> **Stored data**:

'''

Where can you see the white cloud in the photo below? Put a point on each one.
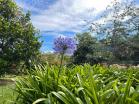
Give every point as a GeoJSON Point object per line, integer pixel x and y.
{"type": "Point", "coordinates": [67, 15]}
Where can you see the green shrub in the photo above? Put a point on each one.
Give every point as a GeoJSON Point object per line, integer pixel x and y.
{"type": "Point", "coordinates": [79, 85]}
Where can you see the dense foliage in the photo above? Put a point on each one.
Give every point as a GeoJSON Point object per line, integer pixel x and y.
{"type": "Point", "coordinates": [85, 49]}
{"type": "Point", "coordinates": [118, 31]}
{"type": "Point", "coordinates": [18, 40]}
{"type": "Point", "coordinates": [79, 85]}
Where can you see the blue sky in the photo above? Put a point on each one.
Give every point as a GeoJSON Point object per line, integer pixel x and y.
{"type": "Point", "coordinates": [62, 17]}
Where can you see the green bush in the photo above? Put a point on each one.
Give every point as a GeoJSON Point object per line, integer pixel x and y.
{"type": "Point", "coordinates": [79, 85]}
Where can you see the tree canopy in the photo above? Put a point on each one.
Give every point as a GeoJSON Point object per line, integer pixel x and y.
{"type": "Point", "coordinates": [18, 37]}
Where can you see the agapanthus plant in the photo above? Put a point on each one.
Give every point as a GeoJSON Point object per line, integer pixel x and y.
{"type": "Point", "coordinates": [64, 45]}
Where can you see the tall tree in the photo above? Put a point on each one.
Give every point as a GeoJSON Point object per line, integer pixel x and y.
{"type": "Point", "coordinates": [18, 37]}
{"type": "Point", "coordinates": [119, 24]}
{"type": "Point", "coordinates": [85, 49]}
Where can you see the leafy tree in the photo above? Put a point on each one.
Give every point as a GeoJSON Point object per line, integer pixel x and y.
{"type": "Point", "coordinates": [119, 24]}
{"type": "Point", "coordinates": [18, 39]}
{"type": "Point", "coordinates": [85, 49]}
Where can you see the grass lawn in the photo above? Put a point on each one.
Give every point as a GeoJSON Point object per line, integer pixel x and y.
{"type": "Point", "coordinates": [7, 94]}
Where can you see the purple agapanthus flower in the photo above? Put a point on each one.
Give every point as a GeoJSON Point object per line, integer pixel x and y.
{"type": "Point", "coordinates": [64, 45]}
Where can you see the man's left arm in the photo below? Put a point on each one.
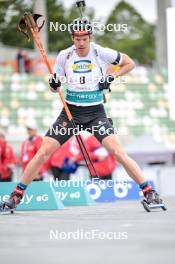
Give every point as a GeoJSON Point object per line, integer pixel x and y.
{"type": "Point", "coordinates": [126, 65]}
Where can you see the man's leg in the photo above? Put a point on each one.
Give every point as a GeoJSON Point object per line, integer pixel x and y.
{"type": "Point", "coordinates": [112, 144]}
{"type": "Point", "coordinates": [49, 145]}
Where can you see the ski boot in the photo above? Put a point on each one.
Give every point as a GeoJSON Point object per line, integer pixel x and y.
{"type": "Point", "coordinates": [152, 201]}
{"type": "Point", "coordinates": [14, 199]}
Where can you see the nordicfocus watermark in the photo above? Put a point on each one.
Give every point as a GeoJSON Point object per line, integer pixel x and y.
{"type": "Point", "coordinates": [95, 25]}
{"type": "Point", "coordinates": [89, 79]}
{"type": "Point", "coordinates": [81, 234]}
{"type": "Point", "coordinates": [62, 130]}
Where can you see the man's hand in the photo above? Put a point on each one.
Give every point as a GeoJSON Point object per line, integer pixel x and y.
{"type": "Point", "coordinates": [54, 82]}
{"type": "Point", "coordinates": [105, 82]}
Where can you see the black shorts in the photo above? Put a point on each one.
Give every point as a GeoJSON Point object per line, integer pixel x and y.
{"type": "Point", "coordinates": [89, 118]}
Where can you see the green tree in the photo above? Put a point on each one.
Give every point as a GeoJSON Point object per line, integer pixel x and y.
{"type": "Point", "coordinates": [10, 13]}
{"type": "Point", "coordinates": [138, 41]}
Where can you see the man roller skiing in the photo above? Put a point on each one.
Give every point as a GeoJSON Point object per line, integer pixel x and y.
{"type": "Point", "coordinates": [85, 65]}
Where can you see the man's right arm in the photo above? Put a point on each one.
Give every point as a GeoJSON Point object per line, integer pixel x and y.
{"type": "Point", "coordinates": [58, 71]}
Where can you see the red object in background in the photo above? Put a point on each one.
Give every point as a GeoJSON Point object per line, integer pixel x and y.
{"type": "Point", "coordinates": [28, 150]}
{"type": "Point", "coordinates": [7, 158]}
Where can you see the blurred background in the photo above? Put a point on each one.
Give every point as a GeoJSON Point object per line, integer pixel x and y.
{"type": "Point", "coordinates": [142, 108]}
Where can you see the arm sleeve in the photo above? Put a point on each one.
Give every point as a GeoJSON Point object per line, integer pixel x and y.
{"type": "Point", "coordinates": [59, 64]}
{"type": "Point", "coordinates": [110, 56]}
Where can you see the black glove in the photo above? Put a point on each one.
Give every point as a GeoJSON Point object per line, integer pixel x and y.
{"type": "Point", "coordinates": [105, 82]}
{"type": "Point", "coordinates": [54, 82]}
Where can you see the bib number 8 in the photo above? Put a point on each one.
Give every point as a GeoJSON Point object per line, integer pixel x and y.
{"type": "Point", "coordinates": [82, 79]}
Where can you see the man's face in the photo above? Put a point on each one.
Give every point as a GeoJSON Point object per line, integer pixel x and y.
{"type": "Point", "coordinates": [82, 44]}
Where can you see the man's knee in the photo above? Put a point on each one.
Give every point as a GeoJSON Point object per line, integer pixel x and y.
{"type": "Point", "coordinates": [119, 154]}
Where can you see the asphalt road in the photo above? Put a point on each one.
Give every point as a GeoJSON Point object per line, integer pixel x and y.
{"type": "Point", "coordinates": [120, 232]}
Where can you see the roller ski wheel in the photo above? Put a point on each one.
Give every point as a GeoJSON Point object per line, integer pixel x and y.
{"type": "Point", "coordinates": [9, 206]}
{"type": "Point", "coordinates": [152, 201]}
{"type": "Point", "coordinates": [5, 209]}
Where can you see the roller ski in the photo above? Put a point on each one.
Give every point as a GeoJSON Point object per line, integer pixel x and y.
{"type": "Point", "coordinates": [152, 201]}
{"type": "Point", "coordinates": [8, 207]}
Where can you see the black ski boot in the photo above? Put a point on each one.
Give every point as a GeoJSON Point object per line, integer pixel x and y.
{"type": "Point", "coordinates": [152, 200]}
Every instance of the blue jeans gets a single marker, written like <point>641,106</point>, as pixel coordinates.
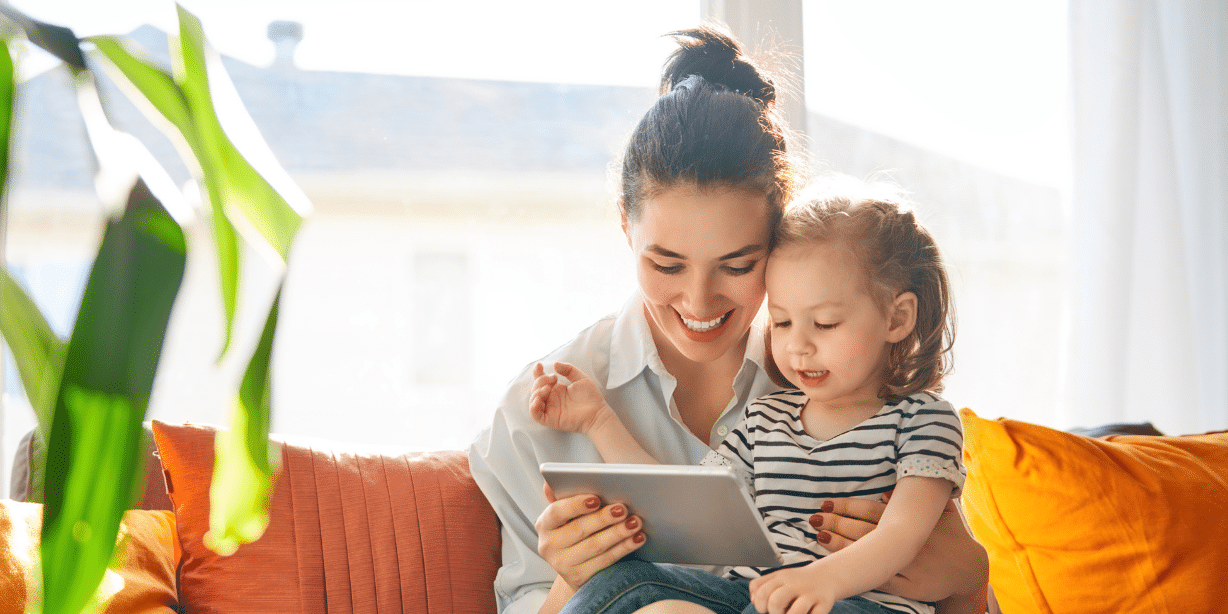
<point>631,583</point>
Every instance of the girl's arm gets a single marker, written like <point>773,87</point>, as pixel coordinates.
<point>870,561</point>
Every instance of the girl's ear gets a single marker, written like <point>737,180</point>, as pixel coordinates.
<point>626,225</point>
<point>903,317</point>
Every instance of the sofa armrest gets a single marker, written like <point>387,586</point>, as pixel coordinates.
<point>28,462</point>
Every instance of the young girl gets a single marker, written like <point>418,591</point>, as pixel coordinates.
<point>861,327</point>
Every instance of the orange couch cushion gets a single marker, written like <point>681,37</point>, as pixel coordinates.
<point>1115,524</point>
<point>348,532</point>
<point>140,582</point>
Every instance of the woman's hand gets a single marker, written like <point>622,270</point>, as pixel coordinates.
<point>951,563</point>
<point>579,537</point>
<point>574,405</point>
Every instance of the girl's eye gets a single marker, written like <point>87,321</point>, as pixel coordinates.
<point>741,270</point>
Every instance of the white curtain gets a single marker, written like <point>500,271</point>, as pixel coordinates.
<point>1148,337</point>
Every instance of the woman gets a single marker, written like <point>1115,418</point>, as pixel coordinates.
<point>704,179</point>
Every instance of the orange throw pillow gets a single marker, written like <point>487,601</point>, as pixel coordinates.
<point>1116,524</point>
<point>140,582</point>
<point>348,532</point>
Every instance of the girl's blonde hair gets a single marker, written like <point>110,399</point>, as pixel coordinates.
<point>897,254</point>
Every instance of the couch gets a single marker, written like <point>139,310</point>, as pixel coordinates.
<point>351,529</point>
<point>1094,522</point>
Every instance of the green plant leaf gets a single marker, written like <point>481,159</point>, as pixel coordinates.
<point>58,41</point>
<point>244,189</point>
<point>37,350</point>
<point>156,85</point>
<point>95,462</point>
<point>243,473</point>
<point>168,100</point>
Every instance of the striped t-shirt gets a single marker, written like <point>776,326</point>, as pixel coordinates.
<point>790,473</point>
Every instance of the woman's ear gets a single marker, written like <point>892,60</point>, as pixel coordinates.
<point>903,317</point>
<point>626,225</point>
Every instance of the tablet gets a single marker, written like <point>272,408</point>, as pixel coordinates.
<point>691,515</point>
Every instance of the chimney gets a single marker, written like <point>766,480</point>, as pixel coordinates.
<point>285,36</point>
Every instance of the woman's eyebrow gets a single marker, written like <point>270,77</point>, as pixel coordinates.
<point>668,253</point>
<point>660,251</point>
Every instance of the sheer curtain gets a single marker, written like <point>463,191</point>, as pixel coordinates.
<point>1148,337</point>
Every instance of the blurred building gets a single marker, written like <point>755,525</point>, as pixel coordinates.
<point>462,229</point>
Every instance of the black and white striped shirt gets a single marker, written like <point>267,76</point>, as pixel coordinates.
<point>790,473</point>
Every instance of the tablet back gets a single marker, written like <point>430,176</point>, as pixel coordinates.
<point>691,515</point>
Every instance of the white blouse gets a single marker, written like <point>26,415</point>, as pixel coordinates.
<point>619,355</point>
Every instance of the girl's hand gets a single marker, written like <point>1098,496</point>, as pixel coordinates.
<point>566,399</point>
<point>951,561</point>
<point>792,591</point>
<point>579,537</point>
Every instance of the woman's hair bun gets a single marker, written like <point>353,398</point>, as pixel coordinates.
<point>712,53</point>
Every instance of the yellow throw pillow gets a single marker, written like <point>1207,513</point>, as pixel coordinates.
<point>141,581</point>
<point>1116,524</point>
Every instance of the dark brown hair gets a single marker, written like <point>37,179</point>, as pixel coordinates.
<point>715,124</point>
<point>897,254</point>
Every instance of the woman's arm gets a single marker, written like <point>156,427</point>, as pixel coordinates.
<point>576,405</point>
<point>866,564</point>
<point>952,567</point>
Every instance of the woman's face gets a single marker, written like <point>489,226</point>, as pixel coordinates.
<point>700,260</point>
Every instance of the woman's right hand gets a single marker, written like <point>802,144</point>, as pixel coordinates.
<point>579,536</point>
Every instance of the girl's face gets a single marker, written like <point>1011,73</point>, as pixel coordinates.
<point>829,337</point>
<point>701,257</point>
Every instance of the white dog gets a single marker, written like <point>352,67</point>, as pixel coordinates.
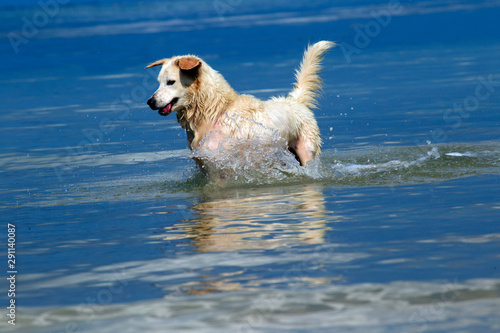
<point>211,111</point>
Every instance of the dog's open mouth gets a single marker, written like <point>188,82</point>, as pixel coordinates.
<point>167,109</point>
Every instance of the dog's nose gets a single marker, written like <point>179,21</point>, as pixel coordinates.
<point>152,103</point>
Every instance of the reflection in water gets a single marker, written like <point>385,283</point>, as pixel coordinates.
<point>256,219</point>
<point>259,219</point>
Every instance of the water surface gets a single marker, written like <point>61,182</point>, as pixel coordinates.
<point>396,230</point>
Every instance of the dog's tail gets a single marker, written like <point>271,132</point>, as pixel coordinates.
<point>307,76</point>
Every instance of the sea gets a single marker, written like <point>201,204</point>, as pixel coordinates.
<point>108,225</point>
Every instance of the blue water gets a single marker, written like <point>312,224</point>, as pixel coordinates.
<point>117,231</point>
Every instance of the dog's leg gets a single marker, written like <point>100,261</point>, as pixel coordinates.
<point>302,147</point>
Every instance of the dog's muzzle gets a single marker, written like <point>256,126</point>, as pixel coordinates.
<point>163,111</point>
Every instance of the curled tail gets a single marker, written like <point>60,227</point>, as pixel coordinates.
<point>307,76</point>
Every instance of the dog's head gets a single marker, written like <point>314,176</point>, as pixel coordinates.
<point>176,76</point>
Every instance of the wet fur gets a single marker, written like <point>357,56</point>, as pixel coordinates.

'''

The answer is every line in the data where the word "boot" appears.

> **Task output**:
Where can you see the ski boot in the photo above? Put a point on each one.
Where can you see the black ski boot in the photo above? Put a point on each one.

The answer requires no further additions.